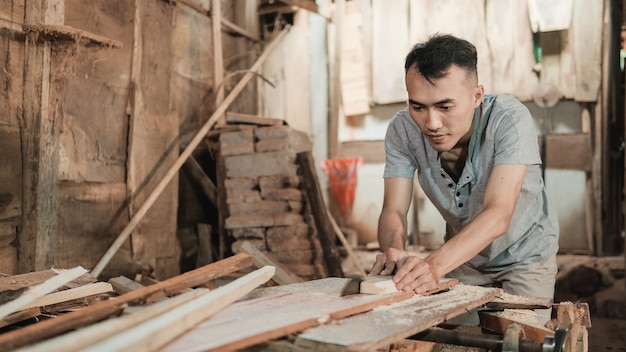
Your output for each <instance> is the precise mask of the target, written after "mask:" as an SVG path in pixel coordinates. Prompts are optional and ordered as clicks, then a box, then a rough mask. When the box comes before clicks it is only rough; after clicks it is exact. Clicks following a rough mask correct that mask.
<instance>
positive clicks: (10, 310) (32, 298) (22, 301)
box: [0, 266, 87, 319]
mask: <svg viewBox="0 0 626 352" xmlns="http://www.w3.org/2000/svg"><path fill="white" fill-rule="evenodd" d="M57 272H58V274H57V275H56V276H53V277H52V278H50V279H48V280H46V281H44V282H43V283H41V284H39V285H36V286H33V287H30V288H28V290H26V291H25V292H24V293H23V294H22V295H20V297H18V298H16V299H15V300H13V301H11V302H8V303H5V304H3V305H2V306H0V319H3V318H5V317H6V316H8V315H10V314H12V313H15V312H17V311H18V310H21V309H26V308H31V307H32V305H30V304H31V303H32V302H35V301H36V300H37V299H39V298H40V297H43V296H44V295H46V294H47V293H49V292H52V291H54V290H56V289H58V288H59V287H61V286H63V285H65V284H66V283H68V282H70V281H72V280H74V279H76V278H78V277H79V276H81V275H83V274H85V273H86V272H87V270H86V269H85V268H83V267H80V266H78V267H76V268H73V269H68V270H59V271H57Z"/></svg>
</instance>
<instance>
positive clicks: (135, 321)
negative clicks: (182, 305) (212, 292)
mask: <svg viewBox="0 0 626 352" xmlns="http://www.w3.org/2000/svg"><path fill="white" fill-rule="evenodd" d="M206 292H207V290H206V289H194V290H191V291H188V292H185V293H182V294H180V295H178V296H175V297H172V298H170V299H167V300H163V301H160V302H159V303H155V304H152V305H148V306H146V307H143V308H141V310H139V311H137V312H134V313H130V314H125V315H122V316H121V317H119V318H113V319H108V320H105V321H103V322H100V323H97V324H92V325H90V326H87V327H84V328H82V329H78V330H75V331H73V332H70V333H67V334H63V335H60V336H57V337H55V338H52V339H48V340H46V341H43V342H41V343H38V344H36V345H32V346H29V347H28V350H29V351H31V352H35V351H42V352H44V351H45V352H52V351H59V352H70V351H78V350H82V349H85V348H87V347H89V346H90V345H92V344H95V343H97V342H99V341H102V340H104V339H105V338H109V337H111V336H113V335H115V334H119V333H121V332H123V331H125V330H126V329H129V328H131V327H133V326H135V325H137V324H139V323H141V322H143V321H146V320H148V319H153V318H155V317H157V316H158V315H160V314H163V313H165V312H167V311H168V310H170V309H174V308H176V307H178V306H180V305H181V304H183V303H186V302H189V301H190V300H192V299H194V298H197V297H199V296H200V295H202V294H205V293H206Z"/></svg>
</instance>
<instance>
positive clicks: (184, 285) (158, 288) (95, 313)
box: [0, 253, 252, 351]
mask: <svg viewBox="0 0 626 352" xmlns="http://www.w3.org/2000/svg"><path fill="white" fill-rule="evenodd" d="M251 265H252V259H251V258H250V256H249V255H247V254H244V253H242V254H237V255H234V256H232V257H229V258H226V259H223V260H221V261H219V262H215V263H212V264H209V265H206V266H204V267H202V268H198V269H195V270H191V271H188V272H186V273H183V274H181V275H178V276H175V277H172V278H170V279H167V280H164V281H161V282H159V283H156V284H154V285H151V286H146V287H145V288H142V289H139V290H136V291H132V292H129V293H126V294H124V295H121V296H119V297H115V298H113V299H109V300H106V301H102V302H98V303H96V304H94V305H92V306H89V307H86V308H84V309H81V310H77V311H73V312H70V313H66V314H63V315H59V316H57V317H55V318H54V319H48V320H44V321H41V322H39V323H37V324H32V325H29V326H27V327H24V328H22V329H19V330H15V331H10V332H7V333H4V334H0V351H9V350H12V349H15V348H18V347H22V346H25V345H28V344H33V343H36V342H39V341H41V340H44V339H47V338H50V337H52V336H56V335H58V334H61V333H64V332H67V331H70V330H74V329H76V328H79V327H82V326H86V325H89V324H93V323H95V322H98V321H101V320H103V319H105V318H108V317H111V316H113V315H116V314H119V313H120V312H122V311H123V310H124V308H125V307H126V306H128V305H129V304H133V303H134V304H136V303H141V302H146V301H148V300H150V299H156V298H157V297H159V298H161V297H166V296H171V295H174V294H176V293H179V292H182V291H183V290H185V289H187V288H190V287H196V286H199V285H201V284H203V283H204V282H207V281H211V280H213V279H215V278H217V277H221V276H223V275H226V274H229V273H231V272H234V271H238V270H241V269H244V268H247V267H249V266H251Z"/></svg>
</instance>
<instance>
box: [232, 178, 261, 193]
mask: <svg viewBox="0 0 626 352" xmlns="http://www.w3.org/2000/svg"><path fill="white" fill-rule="evenodd" d="M224 187H226V190H227V191H234V190H253V189H257V188H258V183H257V179H256V178H250V177H231V178H227V179H226V180H224Z"/></svg>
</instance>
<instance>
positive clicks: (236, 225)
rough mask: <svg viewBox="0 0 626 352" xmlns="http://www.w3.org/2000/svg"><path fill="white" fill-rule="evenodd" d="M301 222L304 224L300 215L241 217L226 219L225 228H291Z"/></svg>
mask: <svg viewBox="0 0 626 352" xmlns="http://www.w3.org/2000/svg"><path fill="white" fill-rule="evenodd" d="M300 222H302V216H301V215H300V214H293V213H284V214H273V215H239V216H230V217H228V218H226V220H225V223H224V227H225V228H226V229H229V230H230V229H237V228H242V227H271V226H289V225H294V224H297V223H300Z"/></svg>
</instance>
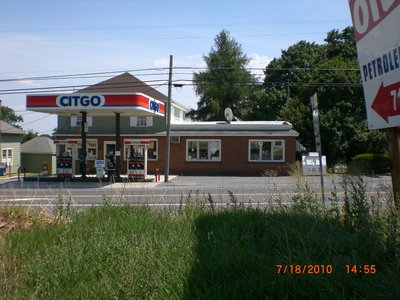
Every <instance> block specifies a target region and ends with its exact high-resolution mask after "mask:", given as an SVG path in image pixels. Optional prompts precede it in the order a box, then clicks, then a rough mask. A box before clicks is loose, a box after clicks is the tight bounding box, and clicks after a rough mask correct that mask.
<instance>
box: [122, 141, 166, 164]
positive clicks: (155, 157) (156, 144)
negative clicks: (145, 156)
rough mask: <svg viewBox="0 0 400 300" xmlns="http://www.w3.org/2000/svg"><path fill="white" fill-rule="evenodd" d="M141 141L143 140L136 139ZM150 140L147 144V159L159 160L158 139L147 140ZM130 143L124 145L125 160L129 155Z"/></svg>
mask: <svg viewBox="0 0 400 300" xmlns="http://www.w3.org/2000/svg"><path fill="white" fill-rule="evenodd" d="M136 141H141V140H136ZM146 141H149V144H148V146H147V160H158V141H157V140H146ZM129 146H130V145H124V160H126V159H127V157H128V147H129Z"/></svg>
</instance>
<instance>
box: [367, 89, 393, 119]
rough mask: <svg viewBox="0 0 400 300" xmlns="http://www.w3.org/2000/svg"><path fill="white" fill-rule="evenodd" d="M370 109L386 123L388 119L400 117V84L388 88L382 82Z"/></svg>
mask: <svg viewBox="0 0 400 300" xmlns="http://www.w3.org/2000/svg"><path fill="white" fill-rule="evenodd" d="M371 108H372V109H373V110H374V111H376V112H377V114H378V115H380V116H381V117H382V118H383V119H384V120H385V121H386V122H387V123H389V117H394V116H400V82H397V83H394V84H391V85H389V86H384V85H383V82H382V84H381V86H380V87H379V90H378V93H377V95H376V97H375V99H374V101H373V102H372V105H371Z"/></svg>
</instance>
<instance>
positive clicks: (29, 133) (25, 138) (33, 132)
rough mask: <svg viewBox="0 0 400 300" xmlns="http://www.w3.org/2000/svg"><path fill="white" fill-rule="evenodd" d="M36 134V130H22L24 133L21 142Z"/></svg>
mask: <svg viewBox="0 0 400 300" xmlns="http://www.w3.org/2000/svg"><path fill="white" fill-rule="evenodd" d="M37 136H39V133H38V132H37V131H34V130H33V129H28V131H24V134H23V135H22V139H21V143H22V144H23V143H25V142H27V141H29V140H31V139H33V138H35V137H37Z"/></svg>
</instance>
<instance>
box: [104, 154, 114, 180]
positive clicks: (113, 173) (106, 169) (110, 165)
mask: <svg viewBox="0 0 400 300" xmlns="http://www.w3.org/2000/svg"><path fill="white" fill-rule="evenodd" d="M106 172H107V177H109V178H110V177H112V176H114V175H115V151H109V152H108V153H107V154H106Z"/></svg>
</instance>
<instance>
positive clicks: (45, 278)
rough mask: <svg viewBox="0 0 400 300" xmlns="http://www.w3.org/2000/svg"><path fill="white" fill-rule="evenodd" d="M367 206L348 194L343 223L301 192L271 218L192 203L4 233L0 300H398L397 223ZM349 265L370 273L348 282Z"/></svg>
mask: <svg viewBox="0 0 400 300" xmlns="http://www.w3.org/2000/svg"><path fill="white" fill-rule="evenodd" d="M362 198H363V195H362V190H361V192H360V193H358V194H357V193H355V194H352V192H351V191H349V197H348V199H347V202H346V203H347V204H346V205H345V207H344V211H341V212H340V213H338V211H337V209H338V208H337V207H336V208H335V207H334V206H333V207H331V208H329V209H325V208H322V207H318V205H317V202H315V201H313V199H312V198H310V197H309V194H307V193H306V192H304V191H303V192H299V194H298V196H297V198H296V199H294V201H295V204H294V205H293V206H292V207H290V208H285V207H278V208H277V209H272V210H269V211H261V210H258V209H245V208H241V207H240V205H237V204H236V203H235V205H233V206H232V207H231V208H230V209H226V210H219V211H214V210H211V209H209V208H208V207H206V206H205V205H204V203H202V204H198V202H197V201H192V202H191V203H189V204H188V205H187V206H186V207H184V208H182V210H179V211H178V212H177V211H168V210H166V211H152V210H150V209H149V208H133V207H113V206H111V205H106V206H104V207H97V208H95V207H94V208H91V209H89V210H87V211H85V212H83V213H80V214H76V215H74V216H73V217H72V218H71V222H69V223H67V224H66V223H64V224H58V225H51V226H49V227H47V228H38V229H34V230H30V231H17V232H11V233H8V234H7V235H6V238H5V239H4V240H3V244H2V245H0V249H1V250H2V251H3V252H0V259H1V266H0V271H1V272H0V283H1V284H0V297H2V298H4V299H27V298H31V299H400V286H399V282H400V256H399V254H400V253H399V247H398V246H399V244H398V242H399V239H400V237H399V228H400V227H399V224H400V218H399V216H398V214H397V213H396V212H395V211H393V210H391V209H384V208H382V209H380V210H373V209H369V208H368V207H367V206H365V207H364V206H363V203H362V200H363V199H362ZM364 200H365V199H364ZM357 201H358V202H357ZM364 204H365V203H364ZM364 208H366V209H367V210H364ZM336 213H338V214H336ZM277 264H283V265H310V264H311V265H314V264H318V265H325V266H326V265H328V264H329V265H332V273H331V274H323V272H320V273H319V274H289V273H291V272H290V271H288V272H287V273H286V274H282V273H283V271H281V274H278V269H277ZM347 264H349V265H357V266H360V265H375V266H376V270H377V273H376V274H374V275H364V274H353V273H351V274H347V272H346V265H347ZM292 273H293V272H292Z"/></svg>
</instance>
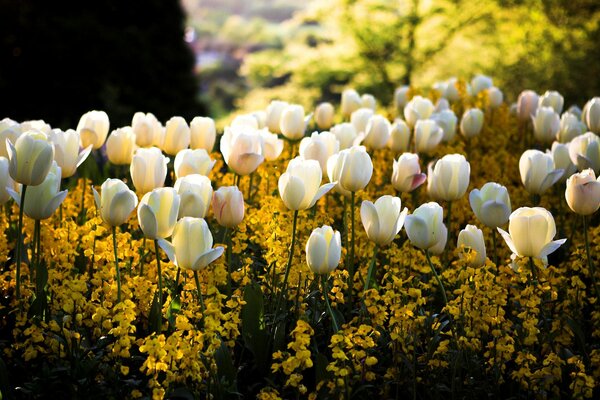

+ + + + +

- **Task requirements**
Could you restate word for word the lines above, from the one that contains "positive clicks: (155, 157) (156, 144)" through the one that contains "positive clicks: (29, 133)", and no others?

- **Exercise response**
positive clicks: (155, 157) (156, 144)
negative clicks: (145, 156)
rough mask: <svg viewBox="0 0 400 300" xmlns="http://www.w3.org/2000/svg"><path fill="white" fill-rule="evenodd" d="M141 141L143 140L136 139ZM150 140L147 144V159L159 160L158 139L147 140ZM130 143L124 145L125 160L129 155Z"/></svg>
mask: <svg viewBox="0 0 400 300" xmlns="http://www.w3.org/2000/svg"><path fill="white" fill-rule="evenodd" d="M136 141H141V140H136ZM146 141H149V144H148V146H147V160H158V141H157V140H146ZM129 146H130V145H124V160H126V159H127V157H128V147H129Z"/></svg>
</instance>
<instance>
box: [367, 89, 393, 119]
rough mask: <svg viewBox="0 0 400 300" xmlns="http://www.w3.org/2000/svg"><path fill="white" fill-rule="evenodd" d="M370 109L386 123L388 119L400 117V84L388 88L382 82Z"/></svg>
mask: <svg viewBox="0 0 400 300" xmlns="http://www.w3.org/2000/svg"><path fill="white" fill-rule="evenodd" d="M371 108H372V109H373V110H374V111H376V112H377V114H378V115H380V116H381V117H382V118H383V119H384V120H385V121H386V122H387V123H389V117H394V116H400V82H397V83H394V84H391V85H389V86H384V85H383V82H382V84H381V86H380V87H379V90H378V93H377V95H376V97H375V99H374V101H373V102H372V105H371Z"/></svg>
</instance>
<instance>
positive clicks: (29, 133) (25, 138) (33, 132)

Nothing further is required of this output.